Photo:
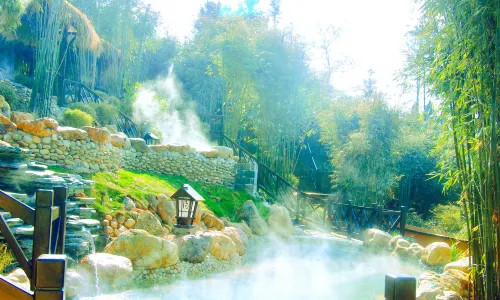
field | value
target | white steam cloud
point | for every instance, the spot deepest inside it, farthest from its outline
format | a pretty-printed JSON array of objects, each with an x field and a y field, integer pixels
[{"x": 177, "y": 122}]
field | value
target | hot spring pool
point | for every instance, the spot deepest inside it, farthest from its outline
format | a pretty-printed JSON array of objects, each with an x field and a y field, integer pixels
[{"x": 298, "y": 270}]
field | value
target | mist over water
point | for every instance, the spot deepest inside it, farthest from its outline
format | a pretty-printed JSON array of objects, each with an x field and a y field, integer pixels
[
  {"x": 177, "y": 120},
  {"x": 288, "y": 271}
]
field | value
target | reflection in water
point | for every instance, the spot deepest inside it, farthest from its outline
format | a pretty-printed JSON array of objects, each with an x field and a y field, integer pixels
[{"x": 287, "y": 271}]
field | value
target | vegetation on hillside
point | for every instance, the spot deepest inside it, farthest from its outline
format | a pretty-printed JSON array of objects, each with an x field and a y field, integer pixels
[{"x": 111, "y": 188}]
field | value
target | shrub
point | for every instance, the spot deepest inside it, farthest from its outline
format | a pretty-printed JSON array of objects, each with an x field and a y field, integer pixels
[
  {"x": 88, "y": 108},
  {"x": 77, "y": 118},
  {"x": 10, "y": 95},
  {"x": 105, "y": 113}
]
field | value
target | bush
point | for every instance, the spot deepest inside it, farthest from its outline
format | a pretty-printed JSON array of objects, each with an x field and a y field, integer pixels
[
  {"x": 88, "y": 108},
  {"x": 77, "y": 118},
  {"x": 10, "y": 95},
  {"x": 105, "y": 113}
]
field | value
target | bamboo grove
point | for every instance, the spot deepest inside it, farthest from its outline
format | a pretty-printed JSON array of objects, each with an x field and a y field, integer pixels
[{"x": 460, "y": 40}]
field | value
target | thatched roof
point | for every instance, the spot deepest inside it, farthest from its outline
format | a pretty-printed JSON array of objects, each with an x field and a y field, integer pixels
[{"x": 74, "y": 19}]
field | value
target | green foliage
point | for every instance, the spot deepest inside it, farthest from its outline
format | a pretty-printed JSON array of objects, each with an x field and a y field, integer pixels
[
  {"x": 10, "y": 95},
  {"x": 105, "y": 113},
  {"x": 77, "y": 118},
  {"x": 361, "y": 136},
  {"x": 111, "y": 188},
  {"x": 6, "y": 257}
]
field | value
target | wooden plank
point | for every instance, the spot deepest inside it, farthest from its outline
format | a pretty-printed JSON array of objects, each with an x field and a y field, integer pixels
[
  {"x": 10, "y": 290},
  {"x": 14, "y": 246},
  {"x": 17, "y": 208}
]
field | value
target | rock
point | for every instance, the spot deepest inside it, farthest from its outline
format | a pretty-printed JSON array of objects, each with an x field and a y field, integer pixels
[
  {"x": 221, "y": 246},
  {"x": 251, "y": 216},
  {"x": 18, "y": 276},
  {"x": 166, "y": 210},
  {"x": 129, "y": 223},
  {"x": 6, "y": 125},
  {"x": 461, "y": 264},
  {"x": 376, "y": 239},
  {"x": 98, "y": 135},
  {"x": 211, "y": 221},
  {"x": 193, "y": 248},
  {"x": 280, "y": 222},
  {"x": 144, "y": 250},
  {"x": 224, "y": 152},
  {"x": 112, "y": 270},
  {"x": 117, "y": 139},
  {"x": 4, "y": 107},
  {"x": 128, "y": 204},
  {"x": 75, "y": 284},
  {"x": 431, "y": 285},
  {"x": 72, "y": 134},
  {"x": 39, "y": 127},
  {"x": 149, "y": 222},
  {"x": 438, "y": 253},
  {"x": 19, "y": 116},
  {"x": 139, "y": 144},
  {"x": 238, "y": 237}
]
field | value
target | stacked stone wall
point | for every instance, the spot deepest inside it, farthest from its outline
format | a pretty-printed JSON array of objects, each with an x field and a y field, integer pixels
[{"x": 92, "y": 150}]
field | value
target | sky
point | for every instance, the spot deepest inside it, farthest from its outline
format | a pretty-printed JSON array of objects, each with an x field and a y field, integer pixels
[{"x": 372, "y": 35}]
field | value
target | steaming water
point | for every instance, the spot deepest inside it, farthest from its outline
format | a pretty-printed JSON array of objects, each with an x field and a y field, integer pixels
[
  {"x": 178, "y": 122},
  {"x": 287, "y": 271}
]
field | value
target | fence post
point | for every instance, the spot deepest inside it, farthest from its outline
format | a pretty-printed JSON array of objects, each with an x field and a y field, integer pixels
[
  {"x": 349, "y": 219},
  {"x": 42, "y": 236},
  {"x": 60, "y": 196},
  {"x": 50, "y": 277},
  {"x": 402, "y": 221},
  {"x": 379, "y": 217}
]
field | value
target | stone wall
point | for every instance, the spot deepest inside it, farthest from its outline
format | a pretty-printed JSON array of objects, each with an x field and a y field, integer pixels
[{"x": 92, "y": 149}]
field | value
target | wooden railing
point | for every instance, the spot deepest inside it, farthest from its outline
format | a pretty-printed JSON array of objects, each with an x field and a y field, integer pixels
· · · · · · ·
**What is required:**
Write the entries above out in full, exactly, with no images.

**Task output:**
Photo:
field | value
target | white steam cloud
point | for every instance, the spot deepest inside it, farthest from its outline
format | a pretty-printed JSON array of objects, each with an x field and a y field, integer pixels
[{"x": 177, "y": 122}]
field | value
target | hot spring pool
point | for every instance, the spot deepest inside it, farthest from its outline
format | a pretty-printed JSON array of objects, each with an x field and a y field, integer pixels
[{"x": 298, "y": 270}]
field | value
target | mist over water
point | for every instance, the spot deepest inside it, farthest from its outline
format | a pretty-printed JSON array of objects, each with an x field and a y field, integer pixels
[
  {"x": 177, "y": 120},
  {"x": 288, "y": 271}
]
field | value
target | reflection in water
point | for every instance, the spot deepest inside it, farthest from its outline
format | a pretty-printed JSON array of objects, each with an x field and a y field, integer pixels
[{"x": 287, "y": 271}]
field | value
target | vegetation on hillside
point | for every instance, the spot deepest inside it, farthest from its outline
format | a pretty-printed JSON array of objects, each with an x field and a y field, integer pixels
[{"x": 111, "y": 188}]
field | value
target | shrub
point | for every instance, the spot deepest inside it, farthest from its outline
format | a pretty-printed JSON array of objects, each with an x field and a y field, integer pixels
[
  {"x": 88, "y": 108},
  {"x": 77, "y": 118},
  {"x": 10, "y": 95},
  {"x": 105, "y": 113}
]
field | value
target | bush
point | for every instance, the spot deepest inside it, farthest from its outline
format | a pretty-printed JSON array of objects, each with an x field and a y field, integer pixels
[
  {"x": 88, "y": 108},
  {"x": 77, "y": 118},
  {"x": 10, "y": 95},
  {"x": 105, "y": 113}
]
field | value
target | bamboo grove
point | for every instance, the spot deepest inside it, farthest from its outline
format | a pretty-printed JSON array of objects, each with an x field and a y field, integer pixels
[{"x": 460, "y": 40}]
field | value
target | thatched roof
point | for every instance, the spot deepest inside it, farthest from its outline
format | a pretty-printed JSON array of objects, each with an x field and a y field, integer pixels
[{"x": 74, "y": 19}]
field | value
target | green foliage
point | for every instance, the spot deepest inside it, farthest from its outline
format | a pretty-printed JSON array of objects, each with an x field and a y field, integer pixels
[
  {"x": 10, "y": 95},
  {"x": 105, "y": 113},
  {"x": 77, "y": 118},
  {"x": 361, "y": 136},
  {"x": 111, "y": 188},
  {"x": 6, "y": 257}
]
field | value
target | wooden plank
point | for every instance, the spot deepest inside it, farthest from its outline
format | a pretty-printed JSON array of objects, each with an x field and a y field, integer pixels
[
  {"x": 10, "y": 290},
  {"x": 14, "y": 246},
  {"x": 17, "y": 208}
]
field | value
target | rock
point | for every instance, the spot deepest inside it, farthest from its outline
format | a pretty-printed JSON array of objects, each with an x field and a y field, integer pixels
[
  {"x": 221, "y": 246},
  {"x": 251, "y": 216},
  {"x": 18, "y": 276},
  {"x": 166, "y": 210},
  {"x": 129, "y": 223},
  {"x": 6, "y": 125},
  {"x": 461, "y": 264},
  {"x": 376, "y": 239},
  {"x": 98, "y": 135},
  {"x": 211, "y": 221},
  {"x": 193, "y": 248},
  {"x": 280, "y": 222},
  {"x": 144, "y": 250},
  {"x": 224, "y": 152},
  {"x": 112, "y": 270},
  {"x": 117, "y": 139},
  {"x": 4, "y": 107},
  {"x": 128, "y": 204},
  {"x": 75, "y": 284},
  {"x": 431, "y": 285},
  {"x": 72, "y": 134},
  {"x": 39, "y": 127},
  {"x": 149, "y": 222},
  {"x": 438, "y": 253},
  {"x": 19, "y": 116},
  {"x": 139, "y": 144},
  {"x": 238, "y": 237}
]
field | value
target | stacked stone wall
point | for every instance, the spot deepest inside it, farthest from its outline
format | a pretty-printed JSON array of objects, each with an x field and a y field, integer pixels
[{"x": 92, "y": 150}]
field | value
target | sky
point | for every instance, the spot deepest inside it, farthest from its outline
format | a pretty-printed JSON array of objects, each with an x field and a y field, integer pixels
[{"x": 372, "y": 35}]
field | value
target | steaming water
point | for every instance, the spot deepest inside it, farthest from its outline
format | a pretty-printed JSON array of objects, each with an x field and a y field, integer pixels
[
  {"x": 178, "y": 122},
  {"x": 287, "y": 271}
]
field | value
target | fence post
point | for every instance, the spot deepest inside it, farthest from its outline
format | a pretty-printed JSON array of objects, each with an x field and a y field, integer pixels
[
  {"x": 349, "y": 219},
  {"x": 42, "y": 236},
  {"x": 60, "y": 196},
  {"x": 50, "y": 277},
  {"x": 402, "y": 221},
  {"x": 379, "y": 217}
]
field | value
target | stone wall
point | for every instance, the spot deepest inside it, farthest from its outline
format | a pretty-printed JSON array of objects, each with an x field and a y field, integer pixels
[{"x": 92, "y": 149}]
field | value
target | wooden railing
point | for every instance, the spot deepest inside it, farthest from its outline
format | a pretty-printed JSON array of objects, each with an x field and a y field, integer pixels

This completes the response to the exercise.